• _Records provided_

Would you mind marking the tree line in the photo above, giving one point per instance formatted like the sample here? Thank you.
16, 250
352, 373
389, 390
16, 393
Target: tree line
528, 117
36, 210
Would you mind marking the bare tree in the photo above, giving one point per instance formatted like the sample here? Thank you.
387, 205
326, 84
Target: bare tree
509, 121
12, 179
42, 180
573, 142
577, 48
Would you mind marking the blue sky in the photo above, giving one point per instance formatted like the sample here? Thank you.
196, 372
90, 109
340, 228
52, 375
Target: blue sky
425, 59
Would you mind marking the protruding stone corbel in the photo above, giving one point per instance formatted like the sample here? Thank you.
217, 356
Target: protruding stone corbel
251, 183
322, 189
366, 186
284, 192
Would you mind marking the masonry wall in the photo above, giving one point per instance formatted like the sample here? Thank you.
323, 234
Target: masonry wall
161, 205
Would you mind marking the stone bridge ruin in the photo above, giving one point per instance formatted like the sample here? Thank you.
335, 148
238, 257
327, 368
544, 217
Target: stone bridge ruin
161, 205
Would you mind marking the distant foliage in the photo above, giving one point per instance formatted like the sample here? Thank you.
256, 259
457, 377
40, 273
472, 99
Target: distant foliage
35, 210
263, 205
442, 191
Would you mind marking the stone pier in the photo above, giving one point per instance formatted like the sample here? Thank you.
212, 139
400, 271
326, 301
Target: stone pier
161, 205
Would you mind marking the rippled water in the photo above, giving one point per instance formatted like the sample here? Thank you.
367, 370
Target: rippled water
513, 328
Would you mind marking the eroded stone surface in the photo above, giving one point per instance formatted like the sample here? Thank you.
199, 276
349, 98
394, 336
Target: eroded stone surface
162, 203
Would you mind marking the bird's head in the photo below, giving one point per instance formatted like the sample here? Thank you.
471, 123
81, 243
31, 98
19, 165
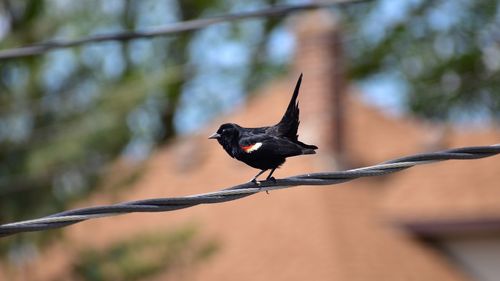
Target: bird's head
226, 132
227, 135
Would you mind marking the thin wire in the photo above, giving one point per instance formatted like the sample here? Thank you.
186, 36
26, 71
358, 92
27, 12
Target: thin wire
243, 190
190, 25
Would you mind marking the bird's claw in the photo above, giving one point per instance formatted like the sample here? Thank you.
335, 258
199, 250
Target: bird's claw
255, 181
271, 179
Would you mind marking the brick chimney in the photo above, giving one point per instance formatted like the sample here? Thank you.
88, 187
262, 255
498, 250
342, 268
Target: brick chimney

• _Task description_
Rewrite the records, starting at the line that contains "Would you mind marking the stone pier" and ending at the end of the records, with "Target" swapped for "Label" and nothing else altered. Give only those lines, and omit the pictures.

• _Result_
Would you mind marking the stone pier in the photo above, giving one point per instance formatted like the sample here? Thank you.
212, 139
400, 271
326, 301
Label: stone pier
161, 205
Would you mind marking the rippled water in the photo above, giving one point per instance formatted like the sample here? Thank you.
367, 370
Label: rippled water
513, 328
Would you mind marking the eroded stone surface in the photo above, giving one point per instance formatted like the sample here? Thank you.
199, 276
349, 98
394, 336
Label: eroded stone surface
162, 203
Would you mind marking the bird's head in the photo below, giving one point per instance formatted like the sample here? Thank you.
471, 123
81, 243
31, 98
19, 165
Label: bird's head
226, 132
227, 135
Would you mind marking the thin wire in the photo above, giving one point per instance formatted like the sample here? Thank you.
186, 36
26, 71
358, 92
27, 12
Label: thin wire
243, 190
190, 25
Would you mind marking the bird's claw in the photo above, giving one point per instance formatted like the sample here? Thank you.
335, 258
199, 250
Label: bird's claw
255, 181
271, 179
Would you mind marking the brick chimney in the photo above, giving one point per instance formatted like the sample here? Thank you.
88, 187
262, 255
498, 250
342, 268
Label: brick chimney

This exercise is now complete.